:: Text under study ::
“The jobs number is positive, but it’s flashing warning signs,” said Ernie Tedeschi, a former Treasury Department economist. “It’s decelerating fast, and that worries me. If jobs growth is slowing, it’s going to take us longer and longer to recover from this recession."
The modest gains in jobs were driven by hiring increases in leisure and hospitality, which added 318,000 jobs back in September, mostly at restaurants and bars. Retail added back another 142,000 jobs, driven in part by hiring at clothing stores.
Government employment fell by 231,000, driven by declines in local and state education, an issue economists have been warning about for months.
"This is just proof positive that this is no V-shaped recovery,” said Mark Zandi, chief economist of Moody’s Analytics. “It’s going to be a slog. The economy risks stalling out with out any additional fiscal support.”
The decline in the September unemployment rate was also driven in part by a drop in the labor force participation rate, meaning that because many unemployed people gave up looking for work, the labor force shrank and the remaining unemployed were a smaller share of the workforce, Tedeschi said.
The participation rate for men, at 67.6 percent, is the lowest it has been in recorded history, outside of months earlier in the pandemic. For women, at 55.6 percent, it’s the lowest it has been since the late 1980s, raising more concerns about the ways in which the pandemic is setting women back.
The unemployment crisis continues to disproportionately affect Black, Latino, and Asian workers and women. Whereas the unemployment rate for White workers is 7 percent, it is 12.1 percent for Black workers, 8.9 percent for Asian workers, and 10.3 percent for Latino workers.
Also, the unemployment rate is 7.4 percent for all men 20 years and older, and 7.7 percent for women 20 years and older.
There are 10.7 million fewer people with jobs than there were in February before the pandemic, although just over half of the jobs lost in March and April have been recovered. At this rate, it would take the economy another 16 months to gain back those jobs, although economists say that job gains get more difficult for every month that the recession lasts.
Such economists as Tedeschi and Zandi say that the longer the recession lasts, the more the economic damage leaves permanent scars — reshaping industries, consumer preferences and workforce dynamics for years to come.
:::
(Exercise description)
Continue the article on the September jobs report above, picking up after its final paragraph.
:: Given records ::
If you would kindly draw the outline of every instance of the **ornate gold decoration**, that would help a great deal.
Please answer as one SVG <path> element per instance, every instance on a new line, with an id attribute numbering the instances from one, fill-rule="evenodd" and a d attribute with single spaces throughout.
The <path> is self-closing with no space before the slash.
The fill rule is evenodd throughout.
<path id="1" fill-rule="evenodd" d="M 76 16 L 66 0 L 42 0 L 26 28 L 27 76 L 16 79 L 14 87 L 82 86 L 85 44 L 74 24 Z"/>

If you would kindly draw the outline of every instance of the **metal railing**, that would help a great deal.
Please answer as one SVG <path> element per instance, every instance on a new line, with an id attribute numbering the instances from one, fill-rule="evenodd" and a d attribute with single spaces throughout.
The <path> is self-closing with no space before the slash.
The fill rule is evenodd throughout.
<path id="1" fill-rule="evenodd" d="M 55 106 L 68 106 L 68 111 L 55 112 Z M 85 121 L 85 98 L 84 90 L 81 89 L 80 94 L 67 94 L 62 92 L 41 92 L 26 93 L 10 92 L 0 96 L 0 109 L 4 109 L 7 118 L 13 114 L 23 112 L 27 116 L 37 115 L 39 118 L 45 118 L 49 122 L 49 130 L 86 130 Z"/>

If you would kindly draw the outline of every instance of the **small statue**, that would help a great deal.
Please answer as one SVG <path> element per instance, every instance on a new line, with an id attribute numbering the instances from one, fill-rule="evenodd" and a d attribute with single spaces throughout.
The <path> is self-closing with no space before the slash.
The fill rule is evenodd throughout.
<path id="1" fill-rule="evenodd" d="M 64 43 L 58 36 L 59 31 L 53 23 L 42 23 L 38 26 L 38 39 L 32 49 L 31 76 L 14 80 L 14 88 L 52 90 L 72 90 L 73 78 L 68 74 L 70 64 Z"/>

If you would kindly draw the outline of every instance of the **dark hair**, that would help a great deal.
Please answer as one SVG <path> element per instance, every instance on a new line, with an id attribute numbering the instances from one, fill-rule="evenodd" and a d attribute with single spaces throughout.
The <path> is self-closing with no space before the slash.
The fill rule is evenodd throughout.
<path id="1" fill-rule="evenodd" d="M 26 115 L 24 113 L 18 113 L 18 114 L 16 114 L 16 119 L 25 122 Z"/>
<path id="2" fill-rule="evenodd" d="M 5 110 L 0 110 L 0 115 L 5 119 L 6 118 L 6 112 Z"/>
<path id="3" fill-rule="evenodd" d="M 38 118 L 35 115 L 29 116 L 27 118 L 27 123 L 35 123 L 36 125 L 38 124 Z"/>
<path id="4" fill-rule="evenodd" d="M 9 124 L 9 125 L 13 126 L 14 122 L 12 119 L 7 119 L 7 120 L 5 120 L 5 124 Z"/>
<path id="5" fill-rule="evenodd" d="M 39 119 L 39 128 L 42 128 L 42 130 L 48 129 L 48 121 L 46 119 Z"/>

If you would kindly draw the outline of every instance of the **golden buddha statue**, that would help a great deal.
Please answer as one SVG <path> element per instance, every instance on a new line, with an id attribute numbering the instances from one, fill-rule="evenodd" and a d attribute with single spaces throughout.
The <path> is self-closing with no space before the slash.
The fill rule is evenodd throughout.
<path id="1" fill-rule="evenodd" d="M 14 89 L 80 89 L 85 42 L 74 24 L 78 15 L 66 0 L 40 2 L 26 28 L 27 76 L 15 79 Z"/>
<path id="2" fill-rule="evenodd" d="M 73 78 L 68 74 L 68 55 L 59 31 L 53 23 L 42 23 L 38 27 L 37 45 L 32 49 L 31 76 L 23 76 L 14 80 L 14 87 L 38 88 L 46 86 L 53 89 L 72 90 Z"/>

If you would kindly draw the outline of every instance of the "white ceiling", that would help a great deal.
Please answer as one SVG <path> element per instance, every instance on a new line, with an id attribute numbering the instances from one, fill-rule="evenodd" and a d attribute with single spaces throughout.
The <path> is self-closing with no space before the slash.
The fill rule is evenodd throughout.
:::
(Expected output)
“A lot of jobs are gone — just aren’t coming back due to shifts in demand as a result of the pandemic,” Zandi said. “It’s going to affect all kinds of jobs, and business models will change.”
The economic report, based on a survey that is taken during the first half of the month, comes on the heels of warning signs for the economy.
Several companies have announced wide-scale layoffs in recent days, including Disney, American and United Airlines, and Allstate.
Unemployment claims, which have remained above historic records every week since the worst of the pandemic, show that job losses remain a threat to the push to bring the economy back.
Permanent job losses increased in the September jobs report by 345,000, part of a rise of 2.5 million of these longer-lasting losses since February.
But the country’s long-term economic outlook will be greatly impacted by the decisions of policy makers and the management of the pandemic, which remains a persistent threat to the economy.
Economists warn that without further government assistance for businesses and households, the economy is at a risk of sliding backward. Negotiations between House Democrats and the White House are progressing but have yet to produce meaningful breakthroughs.
State and local governments and businesses have struggled with plans to reopen, and public health officials are worried that another spike in the virus this year could constrain the recovery even more.
The news that President Trump and first lady Melania Trump had tested positive sent the stock market tumbling on Friday.
The jobs report continues to be affected by a misclassification error that had skewed earlier reports, according to the Bureau of Labor Statistics. If not for the error, the unemployment rate would have been 8.3 percent, four-tenths of a percentage point higher.